### Extracted data:
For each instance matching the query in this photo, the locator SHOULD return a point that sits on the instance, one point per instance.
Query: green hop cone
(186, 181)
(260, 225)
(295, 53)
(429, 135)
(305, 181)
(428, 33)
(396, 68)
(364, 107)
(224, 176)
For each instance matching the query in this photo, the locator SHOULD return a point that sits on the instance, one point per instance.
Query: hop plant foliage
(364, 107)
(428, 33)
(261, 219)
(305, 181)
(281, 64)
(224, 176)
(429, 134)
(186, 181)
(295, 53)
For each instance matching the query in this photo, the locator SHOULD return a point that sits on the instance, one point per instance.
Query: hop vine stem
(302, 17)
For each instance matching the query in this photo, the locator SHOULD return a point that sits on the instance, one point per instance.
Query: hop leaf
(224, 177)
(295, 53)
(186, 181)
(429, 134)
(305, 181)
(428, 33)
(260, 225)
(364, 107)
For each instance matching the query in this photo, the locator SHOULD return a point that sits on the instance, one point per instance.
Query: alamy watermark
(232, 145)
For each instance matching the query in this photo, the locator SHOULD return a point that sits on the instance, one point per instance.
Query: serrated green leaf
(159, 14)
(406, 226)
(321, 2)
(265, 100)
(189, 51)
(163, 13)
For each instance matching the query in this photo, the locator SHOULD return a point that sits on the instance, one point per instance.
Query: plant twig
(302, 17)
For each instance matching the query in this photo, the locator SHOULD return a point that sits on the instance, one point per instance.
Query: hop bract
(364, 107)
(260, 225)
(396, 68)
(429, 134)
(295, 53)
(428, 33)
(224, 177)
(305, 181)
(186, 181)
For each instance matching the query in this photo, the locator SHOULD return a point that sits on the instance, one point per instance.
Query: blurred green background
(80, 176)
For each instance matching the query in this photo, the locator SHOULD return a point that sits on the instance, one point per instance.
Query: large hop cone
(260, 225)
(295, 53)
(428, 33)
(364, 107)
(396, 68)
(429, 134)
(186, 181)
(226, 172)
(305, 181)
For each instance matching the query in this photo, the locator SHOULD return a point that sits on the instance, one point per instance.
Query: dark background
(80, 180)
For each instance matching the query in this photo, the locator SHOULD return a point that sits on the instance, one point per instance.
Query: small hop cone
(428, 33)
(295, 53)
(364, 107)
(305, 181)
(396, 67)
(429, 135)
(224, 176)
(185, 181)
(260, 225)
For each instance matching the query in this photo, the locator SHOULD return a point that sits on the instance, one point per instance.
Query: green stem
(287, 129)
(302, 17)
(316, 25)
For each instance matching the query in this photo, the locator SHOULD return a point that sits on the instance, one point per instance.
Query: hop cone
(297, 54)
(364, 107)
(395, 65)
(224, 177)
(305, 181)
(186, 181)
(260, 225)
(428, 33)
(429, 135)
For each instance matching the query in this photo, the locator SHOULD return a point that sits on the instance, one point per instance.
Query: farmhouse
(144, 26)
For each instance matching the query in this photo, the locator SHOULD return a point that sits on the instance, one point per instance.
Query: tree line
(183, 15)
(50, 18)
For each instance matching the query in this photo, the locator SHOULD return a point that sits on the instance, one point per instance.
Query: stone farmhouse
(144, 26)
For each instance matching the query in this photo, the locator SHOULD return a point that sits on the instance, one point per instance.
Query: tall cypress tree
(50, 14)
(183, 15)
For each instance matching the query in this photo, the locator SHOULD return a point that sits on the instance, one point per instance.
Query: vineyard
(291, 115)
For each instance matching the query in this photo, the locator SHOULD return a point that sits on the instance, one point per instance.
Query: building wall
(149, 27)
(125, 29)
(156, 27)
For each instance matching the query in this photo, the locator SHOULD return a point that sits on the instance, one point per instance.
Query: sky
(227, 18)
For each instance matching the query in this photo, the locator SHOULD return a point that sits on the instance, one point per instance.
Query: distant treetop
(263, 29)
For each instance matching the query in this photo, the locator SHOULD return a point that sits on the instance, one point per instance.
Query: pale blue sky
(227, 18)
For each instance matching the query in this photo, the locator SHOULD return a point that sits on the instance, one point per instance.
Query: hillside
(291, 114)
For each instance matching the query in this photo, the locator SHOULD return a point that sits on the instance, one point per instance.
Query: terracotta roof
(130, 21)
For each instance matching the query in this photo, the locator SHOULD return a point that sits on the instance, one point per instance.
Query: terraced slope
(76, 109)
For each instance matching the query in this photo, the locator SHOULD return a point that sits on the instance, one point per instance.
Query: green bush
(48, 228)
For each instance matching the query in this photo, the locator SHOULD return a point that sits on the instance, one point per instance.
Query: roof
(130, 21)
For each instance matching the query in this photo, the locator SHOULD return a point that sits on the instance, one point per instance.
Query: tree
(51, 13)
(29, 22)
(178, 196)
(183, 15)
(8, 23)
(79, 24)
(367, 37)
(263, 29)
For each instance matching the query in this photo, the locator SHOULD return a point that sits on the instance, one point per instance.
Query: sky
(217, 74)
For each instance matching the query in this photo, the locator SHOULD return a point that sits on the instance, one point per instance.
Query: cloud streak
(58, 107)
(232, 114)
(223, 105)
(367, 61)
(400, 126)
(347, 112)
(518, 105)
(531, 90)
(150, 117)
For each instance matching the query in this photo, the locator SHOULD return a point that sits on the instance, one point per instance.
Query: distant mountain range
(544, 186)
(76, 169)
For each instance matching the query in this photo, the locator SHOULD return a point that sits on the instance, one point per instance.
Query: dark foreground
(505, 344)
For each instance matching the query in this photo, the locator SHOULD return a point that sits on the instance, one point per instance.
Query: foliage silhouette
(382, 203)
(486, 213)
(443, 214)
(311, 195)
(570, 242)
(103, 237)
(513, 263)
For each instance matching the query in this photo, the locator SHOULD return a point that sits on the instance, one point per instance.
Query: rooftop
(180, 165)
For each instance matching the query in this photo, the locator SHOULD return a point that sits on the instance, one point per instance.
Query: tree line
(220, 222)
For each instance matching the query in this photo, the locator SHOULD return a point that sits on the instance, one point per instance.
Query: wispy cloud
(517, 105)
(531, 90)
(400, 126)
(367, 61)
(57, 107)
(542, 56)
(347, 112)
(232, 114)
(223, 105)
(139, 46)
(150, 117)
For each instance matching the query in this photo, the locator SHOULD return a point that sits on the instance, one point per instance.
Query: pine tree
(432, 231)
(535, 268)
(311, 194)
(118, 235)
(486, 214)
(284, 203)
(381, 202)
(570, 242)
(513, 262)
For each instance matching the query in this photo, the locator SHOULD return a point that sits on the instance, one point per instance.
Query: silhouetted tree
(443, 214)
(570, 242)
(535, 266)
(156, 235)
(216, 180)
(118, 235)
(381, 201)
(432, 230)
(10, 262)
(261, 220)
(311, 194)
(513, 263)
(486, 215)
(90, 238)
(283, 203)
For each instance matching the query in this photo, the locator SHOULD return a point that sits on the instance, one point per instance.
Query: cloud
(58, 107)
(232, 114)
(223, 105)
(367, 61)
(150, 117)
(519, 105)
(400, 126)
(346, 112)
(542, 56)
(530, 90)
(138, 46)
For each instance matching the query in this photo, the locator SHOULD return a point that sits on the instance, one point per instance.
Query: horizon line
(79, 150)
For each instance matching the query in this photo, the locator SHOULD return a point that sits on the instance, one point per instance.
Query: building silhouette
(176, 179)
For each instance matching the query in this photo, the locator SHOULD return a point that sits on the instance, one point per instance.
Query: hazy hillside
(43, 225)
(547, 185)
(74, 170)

### Exercise goal:
Show each line of the items above that contains the word "distant", copying every such line in full.

### The answer:
Query: distant treetop
Query: distant mountain range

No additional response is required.